DOCUMENTO »
= = =

Seus números são extraídos da
investigação do economista Helmut Creutz, escritos em alemão e
decifrando publicações do Bundesbank. Eles aplicam-se a despesas de
famílias alemãs para bens e serviços de uso diário em 2006, mas números
semelhantes encontram-se nos lucros do sector financeiro nos Estados
Unidos, onde compreenderam uns colossais 40% dos lucros dos negócios estado-unidenses em 2006
. Isso foi cinco vezes os 7% feitos pelo sector bancário em 1980.
Activos de bancos, lucros financeiros, juros e dívida têm estado a
crescer exponencialmente.
O
crescimento exponencial dos lucros no sector financeiro verificou-se a
expensas dos sectores não financeiros, onde o rendimento na melhor das
hipóteses cresceu linearmente.
Em 2010, 1% da população possuía 42% da riqueza financeira
, ao passo que 80% da população possuía apenas 5% da riqueza
financeira. A Dra. Kennedy observa que os 80% da base paga o encargos
dos juros ocultos que os 10% do topo arrecadam, tornando o juro um
imposto fortemente recessivo que os pobres pagam aos ricos.
O
crescimento exponencial é insustentável. Na natureza, o crescimento
sustentável progride numa curva logarítmica que cresce cada vez mais
vagarosamente até parar de crescer (a linha vermelha no primeiro gráfico
acima). O crescimento exponencial é o reverso: começa vagarosamente e
aumenta ao longo do tempo, até que a curva passa a subir verticalmente
(o gráfico abaixo). O crescimento exponencial é considerado em
parasitas, cancros e ... juros compostos. Quando o parasita esgota a sua
fonte de alimentação, a curva de crescimento entra em colapso súbito.
As
pessoas geralmente supõem que se pagarem as suas contas dentro do prazo
não estarão a pagar juros compostos mas, mais uma vez, isto não é
verdade. O juro composto está incorporado na fórmula da maior parte das hipotecas
, as quais compreendem 80% dos empréstimos nos EUA. E se os cartões de
crédito não forem pagos dentro do período de graça de um mês, os
encargos de juros são compostos diariamente.

= = =

LINHAS FORNECIDAS »

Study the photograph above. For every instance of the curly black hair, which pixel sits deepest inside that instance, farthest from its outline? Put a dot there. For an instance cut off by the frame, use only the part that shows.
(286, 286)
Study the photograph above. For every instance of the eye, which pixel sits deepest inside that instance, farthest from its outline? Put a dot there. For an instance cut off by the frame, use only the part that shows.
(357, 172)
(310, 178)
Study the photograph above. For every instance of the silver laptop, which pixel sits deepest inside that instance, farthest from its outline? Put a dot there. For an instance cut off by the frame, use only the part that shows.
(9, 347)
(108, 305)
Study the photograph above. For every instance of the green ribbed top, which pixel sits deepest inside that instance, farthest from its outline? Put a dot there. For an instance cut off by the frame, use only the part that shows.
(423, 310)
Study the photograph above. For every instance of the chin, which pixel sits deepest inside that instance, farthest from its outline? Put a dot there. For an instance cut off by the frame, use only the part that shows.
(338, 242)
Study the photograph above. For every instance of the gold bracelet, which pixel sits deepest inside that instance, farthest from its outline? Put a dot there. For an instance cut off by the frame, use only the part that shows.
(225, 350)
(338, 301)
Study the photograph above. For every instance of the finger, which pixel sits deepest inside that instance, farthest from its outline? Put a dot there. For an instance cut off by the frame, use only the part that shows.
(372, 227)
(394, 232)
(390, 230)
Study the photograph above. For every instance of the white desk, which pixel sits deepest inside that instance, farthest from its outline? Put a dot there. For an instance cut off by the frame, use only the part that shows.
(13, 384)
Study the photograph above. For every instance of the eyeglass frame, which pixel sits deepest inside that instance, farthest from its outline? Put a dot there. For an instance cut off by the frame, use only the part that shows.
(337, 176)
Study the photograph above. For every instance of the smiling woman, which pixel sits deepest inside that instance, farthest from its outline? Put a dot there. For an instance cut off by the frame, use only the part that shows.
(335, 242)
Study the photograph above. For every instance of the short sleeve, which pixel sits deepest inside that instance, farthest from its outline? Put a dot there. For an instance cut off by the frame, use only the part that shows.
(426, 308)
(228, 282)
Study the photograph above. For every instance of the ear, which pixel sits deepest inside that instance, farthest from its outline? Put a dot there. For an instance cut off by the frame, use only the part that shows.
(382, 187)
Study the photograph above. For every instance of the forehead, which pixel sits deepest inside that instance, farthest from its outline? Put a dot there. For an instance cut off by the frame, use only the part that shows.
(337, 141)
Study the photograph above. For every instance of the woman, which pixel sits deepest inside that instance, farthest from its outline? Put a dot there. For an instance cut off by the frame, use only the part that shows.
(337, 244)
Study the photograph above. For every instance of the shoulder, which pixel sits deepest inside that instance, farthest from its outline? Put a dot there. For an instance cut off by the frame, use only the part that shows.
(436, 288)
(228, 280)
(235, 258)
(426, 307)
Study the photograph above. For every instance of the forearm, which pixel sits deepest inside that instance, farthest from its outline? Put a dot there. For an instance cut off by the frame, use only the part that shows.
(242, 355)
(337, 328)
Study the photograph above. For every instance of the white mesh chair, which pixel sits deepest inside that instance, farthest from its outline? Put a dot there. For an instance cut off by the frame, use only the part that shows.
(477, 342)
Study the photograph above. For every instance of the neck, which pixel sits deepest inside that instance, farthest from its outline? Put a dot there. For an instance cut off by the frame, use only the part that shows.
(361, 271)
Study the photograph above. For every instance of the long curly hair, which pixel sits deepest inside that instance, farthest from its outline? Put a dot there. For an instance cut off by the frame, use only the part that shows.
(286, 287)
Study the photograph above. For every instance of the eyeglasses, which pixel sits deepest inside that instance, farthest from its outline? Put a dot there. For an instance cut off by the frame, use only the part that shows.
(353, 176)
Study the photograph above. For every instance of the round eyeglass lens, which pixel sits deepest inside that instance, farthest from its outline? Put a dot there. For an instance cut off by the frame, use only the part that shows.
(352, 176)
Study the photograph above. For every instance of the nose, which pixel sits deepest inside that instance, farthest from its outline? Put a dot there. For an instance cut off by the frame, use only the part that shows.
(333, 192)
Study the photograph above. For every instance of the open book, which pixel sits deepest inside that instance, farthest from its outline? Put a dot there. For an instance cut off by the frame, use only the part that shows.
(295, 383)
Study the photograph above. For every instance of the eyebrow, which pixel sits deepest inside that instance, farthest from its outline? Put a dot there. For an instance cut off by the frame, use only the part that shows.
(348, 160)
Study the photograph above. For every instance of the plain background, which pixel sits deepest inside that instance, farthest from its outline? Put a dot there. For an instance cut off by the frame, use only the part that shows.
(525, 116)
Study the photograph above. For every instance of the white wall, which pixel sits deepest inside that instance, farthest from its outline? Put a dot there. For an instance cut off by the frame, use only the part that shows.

= = =

TAREFA A FAZER » Continua o texto sobre os juros compostos e o crescimento exponencial a partir da última frase.

RESULTADO FINAL »
Mesmo que pague dentro do período de graça, o dono do cartão está a pagar 2% a 3% pela utilização do cartão
, uma vez que os comerciantes transferem seus encargos mercantis para o
consumidor. Os cartões de débito, o quais equivalem a cheques, também
envolvem encargos. O Visa-MasterCard e os bancos em ambos os extremos
destas transacções cobram uma comissão média de 44 centavos por transacção – embora o custo para eles seja cerca de quatro centavos.
Como recapturar os juros: possuir o banco
As
implicações de tudo isto são espantosas. Se tivéssemos um sistema
financeiro que devolvesse o juro arrecadado do público directamente para
o público, poderia ser removido 35% do preço de tudo o que compramos.
Isso significa que poderíamos comprar três ítens pelo preço actual de
dois e que nossos cheques de pagamento poderiam ir 50% mais além do que
vão hoje.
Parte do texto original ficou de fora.